**Problem details**. Translate this sentence from the text on housing insecurity and health into Spanish: "Crowded conditions in shelters and other shared residences facilitate the spread of infectious diseases, including COVID-19."

**Exercise text**.

The financial, social, and physical strains of housing insecurity and homelessness also make it harder for people to take simple steps to stay healthy, like getting a good night’s sleep or staying on top of chronic conditions like diabetes.
After eviction or foreclosure, some people may seek refuge in homeless shelters or move into shared lodgings with family members, friends, or other renters.
Crowded conditions in shelters and other shared residences facilitate the spread of infectious diseases, including COVID-19.
“Shelters contend with the problem of overcrowding, making the 6-foot perimeter [for physical distancing] nearly impossible,” Barocas said.
“Additionally, they lack personal protective equipment for both shelter guests and staff, which places people at higher risk of transmission,” he continued.
When clinicians and researchers in Boston implemented a COVID-19 care model for people experiencing homelessness in the city, they identified a cluster of 22 people with the disease living at a single shelter.
This led investigators to test every person living at that shelter for the virus, including those with no reported symptoms. The results: 36 percent of shelter residents tested positive for an infection.
Even before COVID-19, many Americans struggled to afford housing.
According to the Joint Center for Housing Studies at Harvard University, nearly half of renter households spent more than 30 percent of their income on housing costs each month in 2018.
More than 10 million renter households spent more than 50 percent of their income on housing.

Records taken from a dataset
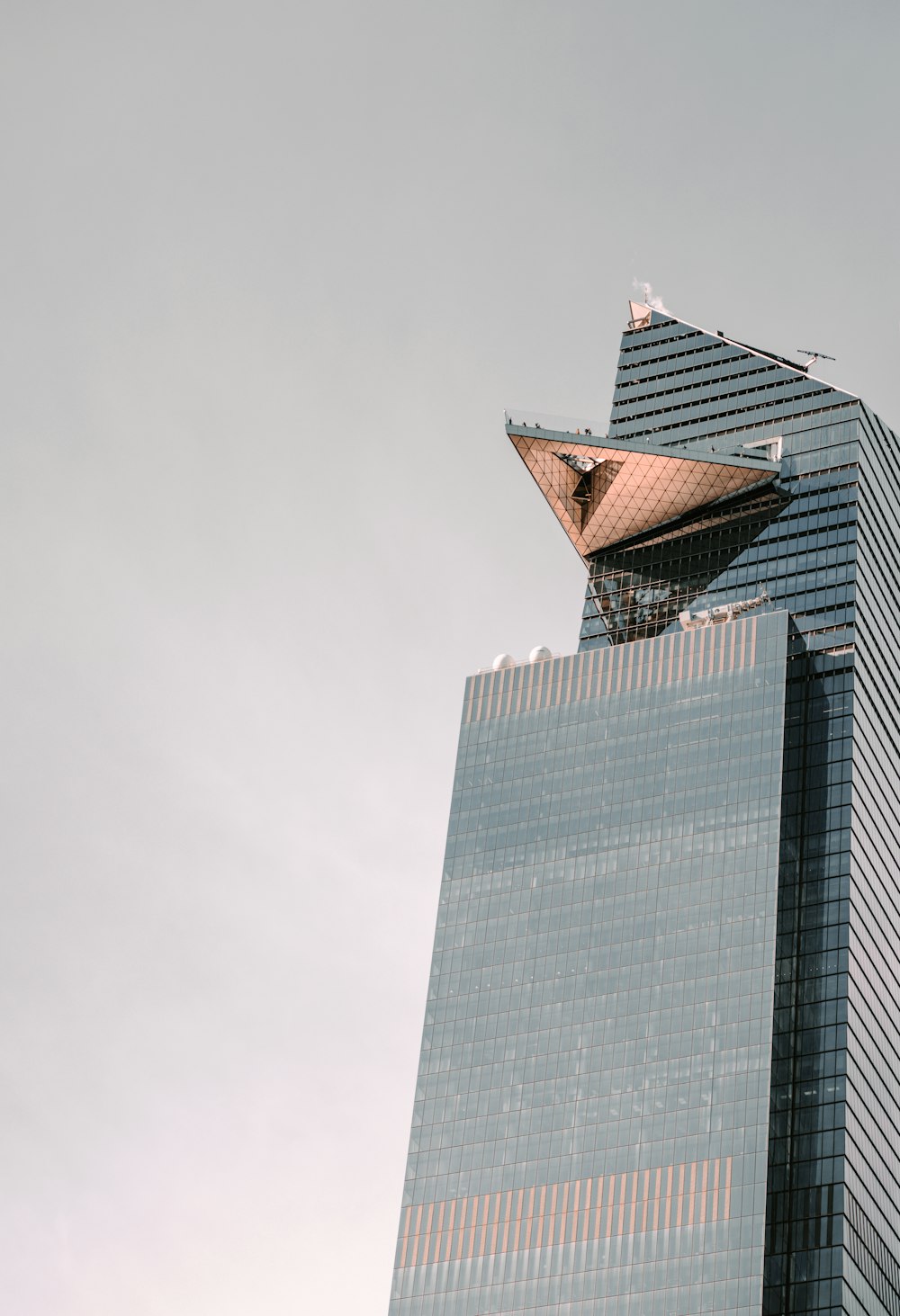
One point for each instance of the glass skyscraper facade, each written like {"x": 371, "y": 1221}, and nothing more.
{"x": 661, "y": 1058}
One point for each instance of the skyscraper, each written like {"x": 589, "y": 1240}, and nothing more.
{"x": 661, "y": 1060}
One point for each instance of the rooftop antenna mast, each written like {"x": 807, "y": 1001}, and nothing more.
{"x": 814, "y": 357}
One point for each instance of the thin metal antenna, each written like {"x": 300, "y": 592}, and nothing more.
{"x": 814, "y": 357}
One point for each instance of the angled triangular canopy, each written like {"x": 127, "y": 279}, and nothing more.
{"x": 609, "y": 489}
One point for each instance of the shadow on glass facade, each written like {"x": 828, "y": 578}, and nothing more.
{"x": 661, "y": 1062}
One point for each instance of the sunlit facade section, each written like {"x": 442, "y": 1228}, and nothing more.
{"x": 661, "y": 1061}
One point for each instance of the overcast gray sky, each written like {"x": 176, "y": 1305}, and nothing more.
{"x": 270, "y": 275}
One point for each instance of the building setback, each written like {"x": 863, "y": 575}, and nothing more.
{"x": 661, "y": 1058}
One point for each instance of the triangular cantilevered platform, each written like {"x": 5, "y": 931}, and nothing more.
{"x": 604, "y": 491}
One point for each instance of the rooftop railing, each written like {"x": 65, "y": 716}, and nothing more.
{"x": 544, "y": 420}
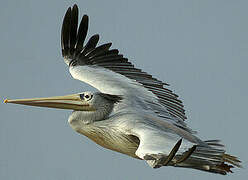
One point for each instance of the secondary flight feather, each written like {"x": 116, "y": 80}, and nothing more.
{"x": 133, "y": 113}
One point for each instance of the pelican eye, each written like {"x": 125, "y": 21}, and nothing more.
{"x": 86, "y": 97}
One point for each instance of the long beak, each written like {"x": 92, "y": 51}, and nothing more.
{"x": 62, "y": 102}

**Solution to this task**. Las condiciones de hacinamiento en los refugios y otras residencias compartidas facilitan la propagación de enfermedades infecciosas, incluida la COVID-19.